Data items:
---*---

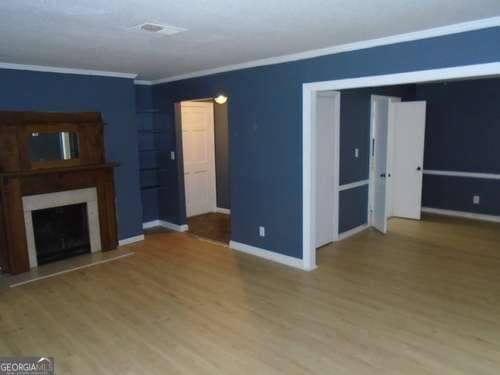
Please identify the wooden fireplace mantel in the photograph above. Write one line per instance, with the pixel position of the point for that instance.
(19, 177)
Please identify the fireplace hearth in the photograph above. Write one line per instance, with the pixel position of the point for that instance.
(61, 232)
(57, 196)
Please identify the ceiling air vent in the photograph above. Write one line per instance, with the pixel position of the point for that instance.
(157, 28)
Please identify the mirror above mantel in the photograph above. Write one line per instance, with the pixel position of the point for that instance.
(53, 146)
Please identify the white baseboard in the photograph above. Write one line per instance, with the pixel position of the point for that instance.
(467, 215)
(269, 255)
(165, 224)
(130, 240)
(352, 232)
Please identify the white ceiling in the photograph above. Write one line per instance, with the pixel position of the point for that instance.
(93, 34)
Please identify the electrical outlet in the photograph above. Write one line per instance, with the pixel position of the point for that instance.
(262, 231)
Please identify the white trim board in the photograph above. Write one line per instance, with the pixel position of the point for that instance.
(165, 224)
(467, 215)
(269, 255)
(353, 231)
(491, 176)
(309, 92)
(127, 241)
(353, 185)
(407, 37)
(55, 69)
(142, 82)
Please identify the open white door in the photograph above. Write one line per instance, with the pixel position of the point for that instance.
(327, 117)
(407, 122)
(380, 199)
(199, 157)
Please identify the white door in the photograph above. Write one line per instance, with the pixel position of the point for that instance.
(408, 129)
(380, 119)
(326, 118)
(199, 157)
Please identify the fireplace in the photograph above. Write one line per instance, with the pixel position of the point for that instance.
(61, 224)
(57, 195)
(61, 232)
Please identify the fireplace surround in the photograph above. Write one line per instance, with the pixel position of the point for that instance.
(30, 183)
(34, 203)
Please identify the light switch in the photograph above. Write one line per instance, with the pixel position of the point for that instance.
(262, 231)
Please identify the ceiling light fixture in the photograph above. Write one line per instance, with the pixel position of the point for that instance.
(157, 28)
(220, 99)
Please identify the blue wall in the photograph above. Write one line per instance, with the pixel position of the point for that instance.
(113, 97)
(266, 126)
(462, 134)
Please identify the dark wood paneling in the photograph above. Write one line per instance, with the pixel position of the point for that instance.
(21, 177)
(14, 229)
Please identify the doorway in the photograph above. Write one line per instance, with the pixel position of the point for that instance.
(203, 132)
(309, 140)
(397, 137)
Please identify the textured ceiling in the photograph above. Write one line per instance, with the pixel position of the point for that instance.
(94, 34)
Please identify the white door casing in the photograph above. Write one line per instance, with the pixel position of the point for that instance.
(197, 119)
(327, 105)
(408, 128)
(380, 113)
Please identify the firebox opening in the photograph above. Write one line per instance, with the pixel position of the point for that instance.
(61, 232)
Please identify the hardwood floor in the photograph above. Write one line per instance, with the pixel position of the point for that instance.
(424, 299)
(212, 226)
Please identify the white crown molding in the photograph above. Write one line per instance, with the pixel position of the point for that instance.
(490, 176)
(142, 82)
(54, 69)
(407, 37)
(466, 215)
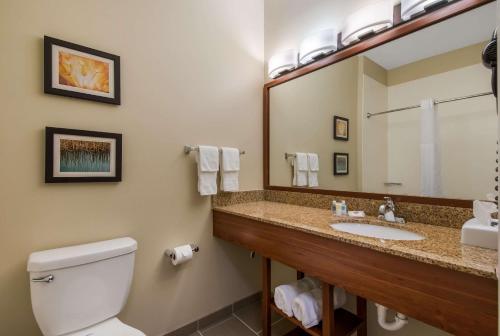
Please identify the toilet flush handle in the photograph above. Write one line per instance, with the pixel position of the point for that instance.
(47, 279)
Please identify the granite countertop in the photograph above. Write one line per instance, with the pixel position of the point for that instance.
(441, 247)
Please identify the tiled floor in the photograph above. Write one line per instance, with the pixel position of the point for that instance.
(246, 322)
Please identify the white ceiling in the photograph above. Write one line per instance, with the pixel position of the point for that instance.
(472, 27)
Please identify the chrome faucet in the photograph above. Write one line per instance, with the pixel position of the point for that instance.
(387, 211)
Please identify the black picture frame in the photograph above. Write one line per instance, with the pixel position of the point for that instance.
(65, 90)
(336, 167)
(50, 173)
(336, 135)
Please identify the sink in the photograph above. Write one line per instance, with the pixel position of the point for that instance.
(376, 231)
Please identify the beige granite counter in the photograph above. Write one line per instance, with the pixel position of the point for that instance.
(441, 247)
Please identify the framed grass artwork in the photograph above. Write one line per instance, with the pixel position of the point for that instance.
(80, 72)
(82, 156)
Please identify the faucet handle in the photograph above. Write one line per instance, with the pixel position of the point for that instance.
(389, 203)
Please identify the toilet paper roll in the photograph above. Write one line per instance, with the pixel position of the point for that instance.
(483, 210)
(182, 254)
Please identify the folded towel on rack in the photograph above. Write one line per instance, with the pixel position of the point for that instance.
(308, 306)
(300, 169)
(312, 173)
(230, 168)
(207, 158)
(284, 294)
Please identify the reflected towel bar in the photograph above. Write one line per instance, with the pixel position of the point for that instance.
(437, 101)
(188, 149)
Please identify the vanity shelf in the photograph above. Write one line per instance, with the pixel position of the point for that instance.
(346, 323)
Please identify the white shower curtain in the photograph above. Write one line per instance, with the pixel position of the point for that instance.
(430, 155)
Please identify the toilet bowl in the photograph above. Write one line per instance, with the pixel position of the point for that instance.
(79, 290)
(111, 327)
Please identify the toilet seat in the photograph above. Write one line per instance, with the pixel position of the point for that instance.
(111, 327)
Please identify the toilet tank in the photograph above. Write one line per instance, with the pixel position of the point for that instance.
(90, 284)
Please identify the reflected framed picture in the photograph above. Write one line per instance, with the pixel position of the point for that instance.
(76, 71)
(340, 128)
(340, 164)
(82, 156)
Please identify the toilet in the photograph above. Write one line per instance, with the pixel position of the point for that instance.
(79, 290)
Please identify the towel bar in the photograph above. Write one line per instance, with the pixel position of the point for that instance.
(289, 155)
(188, 149)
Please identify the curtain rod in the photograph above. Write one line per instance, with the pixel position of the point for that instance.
(438, 101)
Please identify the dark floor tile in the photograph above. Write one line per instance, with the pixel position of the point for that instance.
(252, 316)
(282, 327)
(216, 317)
(230, 327)
(247, 301)
(185, 331)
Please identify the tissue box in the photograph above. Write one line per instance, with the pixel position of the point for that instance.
(477, 234)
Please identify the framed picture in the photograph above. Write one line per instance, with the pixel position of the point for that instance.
(76, 71)
(340, 128)
(82, 156)
(340, 164)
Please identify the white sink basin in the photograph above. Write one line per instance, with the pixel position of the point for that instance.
(376, 231)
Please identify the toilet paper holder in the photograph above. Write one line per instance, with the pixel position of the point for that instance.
(170, 252)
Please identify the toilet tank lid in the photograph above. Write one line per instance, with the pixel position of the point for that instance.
(80, 254)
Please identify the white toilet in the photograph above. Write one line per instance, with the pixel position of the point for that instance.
(79, 290)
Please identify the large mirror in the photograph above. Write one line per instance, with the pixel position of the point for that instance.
(435, 141)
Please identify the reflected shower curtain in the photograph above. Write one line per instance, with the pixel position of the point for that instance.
(430, 155)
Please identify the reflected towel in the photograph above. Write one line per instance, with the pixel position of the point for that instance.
(430, 163)
(312, 174)
(300, 169)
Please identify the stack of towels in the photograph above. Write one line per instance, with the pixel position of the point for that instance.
(303, 299)
(208, 161)
(305, 169)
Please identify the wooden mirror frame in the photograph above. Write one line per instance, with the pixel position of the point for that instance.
(399, 29)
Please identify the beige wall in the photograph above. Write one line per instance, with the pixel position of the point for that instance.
(467, 129)
(374, 131)
(191, 74)
(302, 121)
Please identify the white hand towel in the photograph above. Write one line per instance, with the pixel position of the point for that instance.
(312, 174)
(300, 169)
(207, 158)
(230, 168)
(284, 294)
(430, 165)
(308, 307)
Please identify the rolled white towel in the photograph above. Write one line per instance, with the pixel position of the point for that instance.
(284, 294)
(308, 307)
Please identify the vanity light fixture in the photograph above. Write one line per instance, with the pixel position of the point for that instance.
(367, 21)
(411, 8)
(318, 45)
(281, 63)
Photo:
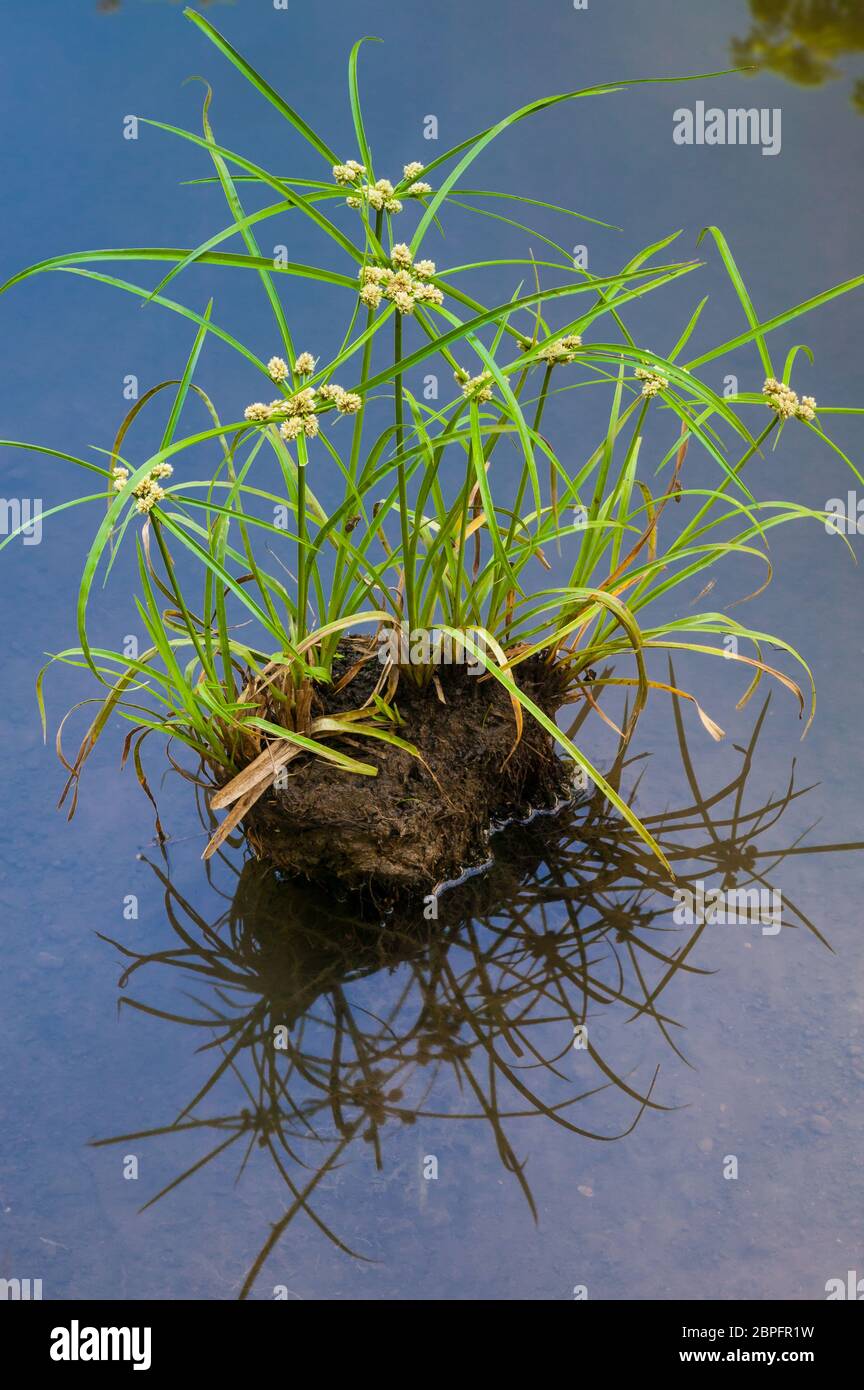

---*---

Exercise:
Write the entries out in full and exactly, omitting every picture.

Expected output:
Please identify the wooden fireplace mantel in the photograph above. Write one line per instance, with the pixel position of the point for that instance.
(19, 177)
Please identify the fireplace hearth in the photograph above. Write one line per instance, with the pixel position of the point for that instance.
(61, 232)
(57, 196)
Please identify the ceiling air vent in the photograph above. Write one line per instance, with the pixel position of the point for that instance.
(157, 28)
Please identify the mirror above mantel in the photograph above. Write one line per instance, with the pixel position of the point for that instance.
(53, 146)
Please identify the white baseboard in the photograph above. Write one line per instance, with the pixel position of the point for that instance.
(467, 215)
(269, 255)
(165, 224)
(130, 240)
(352, 232)
Please identify the white ceiling in the photograph above. Write one line per instance, with the pixel position of the point for that instance.
(93, 34)
Please identify the electrical outlet in the photograph above. Write one line per instance, with the pixel position of the point for that instance.
(262, 231)
Please identify the white trim board in the photograph above. Write one line per instance, with the pixel position of the point for that instance.
(165, 224)
(467, 215)
(269, 255)
(353, 231)
(491, 176)
(309, 92)
(127, 241)
(353, 185)
(407, 37)
(55, 69)
(142, 82)
Please identify the open white door in the photograph above. Write one line per instance, with the pixel position of the point for that instance.
(327, 117)
(407, 122)
(380, 199)
(199, 157)
Please identify the white door in the photograph above. Write one line per instance, with the pixel position of the point for that instance.
(408, 129)
(380, 119)
(326, 118)
(199, 157)
Please identify the fireplace in the photograph above. Write one line per instance, with the pixel position of the point for that instance.
(61, 224)
(57, 195)
(61, 232)
Please identify the fireplace surround in the photograph above. Write one line per instance, with the pixel position of the point for that instance.
(30, 183)
(34, 203)
Please identify the light switch in the photograph above. Write one line per instance, with the pixel position of the point for that instance.
(262, 231)
Please identify the ceiling light fixture in the photograph above. Write one line per instance, with the pixel position of the point for that instance.
(157, 28)
(220, 99)
Please identify the blue wall in the photograph above. Write one line per instance, with the pixel position of the point for that instance.
(113, 97)
(266, 126)
(462, 134)
Please identify the dark wood paneling in the photograph above. Write one line per instance, with the pixel position of the point for that instance.
(21, 177)
(14, 229)
Please identify the doorway in the photograph above. Write one line per instance, with the pixel position of the point for that instance.
(203, 132)
(309, 140)
(397, 137)
Please identify the textured ceiling in the photograph above. Write one line per instance, with the pixel position of the point for that instance.
(94, 34)
Please identify the white door casing in the photograph above. Write one line per instance, with the pixel position of the point for that instance.
(197, 119)
(327, 105)
(408, 128)
(380, 113)
Please identify the firebox opening in the photograph above. Write one line per instance, with the pixel position of the point for that instance.
(61, 232)
Please identify the hardwood floor in the photograph above. Write one line per instance, with the pixel position of the point for that instance.
(424, 299)
(212, 226)
Please identify the white crown molding in the photograph above. Write one line per instance, with the pixel position of the point for that instance.
(490, 176)
(142, 82)
(54, 69)
(407, 37)
(466, 215)
Please identify the toilet flush handle in the photograph above. Write one line per instance, with the pixel position of the point for that instance.
(47, 279)
Please identify the granite countertop in the photograph above. Write one line per instance, with the pixel position of the point for that instance.
(441, 247)
Please identify the tiled floor in the photograph above. Write one line per instance, with the pixel position of the point for that instance.
(246, 322)
Please identify the white ceiling in the photograph above. Write one line per instance, with the pixel position of the point for that instance.
(472, 27)
Please identify the chrome faucet in the photograph above. Write one line per instance, with the pixel position of the point for that instance.
(387, 211)
Please identify the black picture frame in the photograph above. Write one line per instance, with the pixel position of the point for that instance.
(65, 90)
(336, 167)
(50, 173)
(336, 135)
Please identify the sink in the photograph above. Write one line per instance, with the pixel position of the point for that instance.
(376, 231)
Please identify the beige granite counter in the photograph above. Write one line per instance, with the pixel position of the point for that instance.
(441, 247)
Please identify the framed grass artwork in the photograph above. Write one line per instance, with the pixel position of the point for that instance.
(80, 72)
(82, 156)
Please identify the faucet handle in the photograph above. Write one line per instance, with the pixel position of the point for that instance.
(389, 203)
Please identify the toilet paper roll in the photograph above. Write one line per instance, with the pixel position of the point for that instance.
(483, 210)
(182, 254)
Please identify the folded towel on rack in the photograph above. Write one line per instance, with the pixel position of the point for that instance.
(308, 306)
(300, 169)
(312, 173)
(230, 168)
(207, 158)
(284, 294)
Please identify the reflected towel bar in the photograph above. Write one line per instance, with the pixel position of the point for that instance.
(437, 101)
(188, 149)
Please identify the vanity shelf in the photograph above. Write one line per instance, with the pixel position of the point for that instance.
(346, 323)
Please identify the white shower curtain in the photograph above. Write one line per instance, with the pixel position of the point for that instance.
(430, 155)
Please identify the toilet bowl in the photograph above. Write one line per instance, with the pixel position of the point for that instance.
(79, 290)
(111, 327)
Please identify the toilet seat in the photograph above. Write one line per instance, with the pixel position of the point for that instance.
(111, 327)
Please identify the toilet tank in the photograph above. Write one line per instance, with the pixel position of the point for that instance.
(90, 284)
Please identify the reflected framed picture in the photograph above. Write one line per instance, with the pixel position of the point for that instance.
(76, 71)
(340, 128)
(340, 164)
(82, 156)
Please identify the toilet in the photograph above. Write one line per instance, with the pixel position of the point for that instance.
(79, 290)
Please identify the towel bar in the photograph above. Write one line per instance, with the pixel position of the point for that instance.
(289, 155)
(188, 149)
Please identify the curtain rod in the photograph above. Write one line per instance, with the pixel position of the point for that instance.
(438, 101)
Please identify the dark floor tile in the photograph above. Write one line per instance, with the pixel position of the point for that instance.
(252, 316)
(282, 327)
(216, 317)
(230, 327)
(247, 301)
(185, 331)
Please identify the tissue box in the photograph above. Write one line per instance, with the pixel position of the point for that instance.
(477, 234)
Please identify the framed picture in the photograph above. Write one line per instance, with the pixel position of the point for that instance.
(76, 71)
(340, 128)
(82, 156)
(340, 164)
Please identify the white sink basin in the photograph above. Write one line per instance, with the pixel position of the point for that instance.
(376, 231)
Please identify the toilet paper holder in the photograph above. Write one line per instance, with the pixel position of the point for that instance.
(170, 252)
Please identify the toilet tank lid in the photograph above. Write one line per instance, with the pixel position of the point for that instance.
(80, 254)
Please identify the white toilet in the photograph above. Write one line per instance, with the pixel position of the point for that instance.
(79, 290)
Please identify the large mirror in the photograph above. Write one line per instance, with the pixel position of the point for that instance.
(435, 141)
Please identify the reflected shower curtain in the photograph above. Write one line per instance, with the pixel position of the point for that instance.
(430, 155)
Please identify the reflected towel in the photograph above. Write one line per instance, with the pixel position of the point for that instance.
(430, 163)
(312, 174)
(300, 169)
Please identify the stack of towels in the photograph above. Write one line per instance, with the pixel position of the point for that instance.
(303, 299)
(208, 161)
(305, 169)
Please identify the wooden mirror frame in the photograph above. Write one line per instance, with the pixel position of the point for that instance.
(399, 29)
Please identify the beige wall in the photograph above. Write one line per instance, with the pixel position of the point for that instance.
(467, 129)
(374, 131)
(191, 74)
(302, 121)
Please identify the white hand towel in the photograph above. Write one line per instance, with the pixel position of the point for that instance.
(312, 174)
(300, 169)
(207, 158)
(230, 168)
(284, 294)
(430, 165)
(308, 307)
Please identify the rolled white towel in the photograph above. Write one line per instance, with the pixel position of the point for that instance.
(284, 294)
(308, 307)
Please identify the vanity light fixture in the photograph above. Write one line per instance, with the pixel position of the point for that instance.
(367, 21)
(411, 8)
(318, 45)
(281, 63)
Photo:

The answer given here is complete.